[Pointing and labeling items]
----
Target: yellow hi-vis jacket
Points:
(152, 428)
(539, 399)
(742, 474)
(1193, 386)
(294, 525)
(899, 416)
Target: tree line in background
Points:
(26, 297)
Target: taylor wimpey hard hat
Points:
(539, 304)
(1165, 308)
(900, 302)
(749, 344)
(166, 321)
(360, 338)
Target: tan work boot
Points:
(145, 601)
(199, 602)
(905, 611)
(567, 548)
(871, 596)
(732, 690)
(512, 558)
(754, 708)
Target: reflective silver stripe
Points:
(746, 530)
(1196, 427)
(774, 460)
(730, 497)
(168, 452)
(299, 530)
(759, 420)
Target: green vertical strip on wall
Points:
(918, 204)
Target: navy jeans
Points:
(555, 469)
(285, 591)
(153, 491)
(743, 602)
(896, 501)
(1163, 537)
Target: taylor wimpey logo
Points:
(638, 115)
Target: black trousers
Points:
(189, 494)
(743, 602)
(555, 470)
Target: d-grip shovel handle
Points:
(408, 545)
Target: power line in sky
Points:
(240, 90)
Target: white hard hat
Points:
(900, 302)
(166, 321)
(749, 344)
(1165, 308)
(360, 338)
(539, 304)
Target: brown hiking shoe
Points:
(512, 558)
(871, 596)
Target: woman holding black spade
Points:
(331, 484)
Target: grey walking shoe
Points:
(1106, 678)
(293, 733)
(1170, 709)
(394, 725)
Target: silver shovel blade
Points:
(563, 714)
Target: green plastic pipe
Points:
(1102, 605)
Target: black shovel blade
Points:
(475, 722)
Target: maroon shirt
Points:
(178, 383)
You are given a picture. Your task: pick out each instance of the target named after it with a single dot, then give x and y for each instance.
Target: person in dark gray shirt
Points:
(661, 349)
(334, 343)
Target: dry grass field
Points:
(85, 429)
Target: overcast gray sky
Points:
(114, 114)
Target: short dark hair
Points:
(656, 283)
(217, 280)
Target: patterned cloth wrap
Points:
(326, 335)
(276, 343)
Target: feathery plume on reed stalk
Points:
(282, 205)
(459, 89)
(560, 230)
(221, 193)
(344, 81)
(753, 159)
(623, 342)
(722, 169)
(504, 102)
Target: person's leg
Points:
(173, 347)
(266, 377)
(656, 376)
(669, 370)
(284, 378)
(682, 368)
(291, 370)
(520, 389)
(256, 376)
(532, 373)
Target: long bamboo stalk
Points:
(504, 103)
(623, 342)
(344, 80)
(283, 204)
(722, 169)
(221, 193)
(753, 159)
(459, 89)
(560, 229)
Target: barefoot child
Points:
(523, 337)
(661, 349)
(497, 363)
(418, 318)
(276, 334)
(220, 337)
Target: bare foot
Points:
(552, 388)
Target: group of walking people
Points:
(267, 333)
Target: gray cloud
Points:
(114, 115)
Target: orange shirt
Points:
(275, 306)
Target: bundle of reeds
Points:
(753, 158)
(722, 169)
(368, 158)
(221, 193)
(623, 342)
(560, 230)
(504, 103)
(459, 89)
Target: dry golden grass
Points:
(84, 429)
----
Problem:
Copy all of the items above verbatim, line by line, without changing anything.

Output of the exercise:
Target: yellow hi-vis jacket
Points:
(152, 428)
(539, 399)
(742, 474)
(1193, 386)
(294, 525)
(899, 416)
Target: tree line in background
Points:
(26, 297)
Target: taylor wimpey hard hat
Points:
(539, 304)
(1165, 308)
(900, 302)
(749, 344)
(166, 321)
(360, 338)
Target: tan work boot
Points:
(145, 601)
(199, 602)
(905, 611)
(567, 548)
(871, 596)
(732, 690)
(512, 558)
(754, 708)
Target: reflective silver stripe
Points:
(746, 530)
(1196, 427)
(774, 460)
(730, 497)
(168, 452)
(299, 530)
(759, 420)
Target: green vertical strip on wall
Points:
(918, 204)
Target: navy jeans
Points:
(555, 469)
(285, 591)
(153, 491)
(743, 602)
(896, 501)
(1163, 537)
Target: taylor wimpey logo
Points:
(638, 115)
Target: black trousers
Points:
(189, 494)
(743, 602)
(555, 470)
Target: d-grip shovel handle
Points:
(408, 545)
Target: power line in sky
Points:
(240, 90)
Target: white hard hat
Points:
(900, 302)
(166, 321)
(749, 344)
(1165, 308)
(360, 338)
(539, 304)
Target: brown hiking shoe
Points:
(512, 558)
(871, 596)
Target: woman holding black spade
Points:
(331, 484)
Target: grey walking shoe
Points:
(1106, 678)
(293, 733)
(1170, 709)
(394, 725)
Target: silver shovel blade
Points:
(563, 714)
Target: green plastic pipe
Points:
(1102, 605)
Target: black shovel blade
Points:
(475, 722)
Target: maroon shirt
Points:
(178, 383)
You are given a picture. Your task: pick out each instance of the target named after it with a single dot, then give x and y for each instance.
Target: person in dark gray shirt
Points:
(661, 349)
(334, 343)
Target: dry grass field
Points:
(85, 429)
Target: overcast gray sky
Points:
(114, 114)
Target: short dark hair
Points:
(656, 283)
(217, 280)
Target: patterned cloth wrap
Points:
(326, 335)
(276, 343)
Target: feathery plume on reed stalk
Points:
(282, 205)
(459, 89)
(560, 230)
(221, 193)
(344, 81)
(753, 159)
(623, 342)
(722, 169)
(504, 102)
Target: person's leg
Points:
(173, 347)
(266, 377)
(656, 376)
(669, 370)
(284, 378)
(682, 368)
(291, 370)
(520, 389)
(256, 376)
(532, 373)
Target: long bamboo stalk
Points:
(504, 103)
(623, 342)
(344, 80)
(283, 204)
(722, 169)
(221, 193)
(753, 159)
(459, 89)
(560, 229)
Target: barefoot child
Points:
(523, 337)
(661, 349)
(497, 363)
(418, 318)
(276, 334)
(220, 337)
Target: bare foot
Points:
(552, 388)
Target: group of walking people
Points:
(267, 333)
Target: gray cloud
Points:
(114, 115)
Target: orange shirt
Points:
(275, 306)
Target: bundle of reeds
Points:
(753, 158)
(722, 169)
(368, 158)
(221, 193)
(623, 342)
(560, 230)
(504, 103)
(459, 89)
Target: dry golden grass
Points:
(84, 429)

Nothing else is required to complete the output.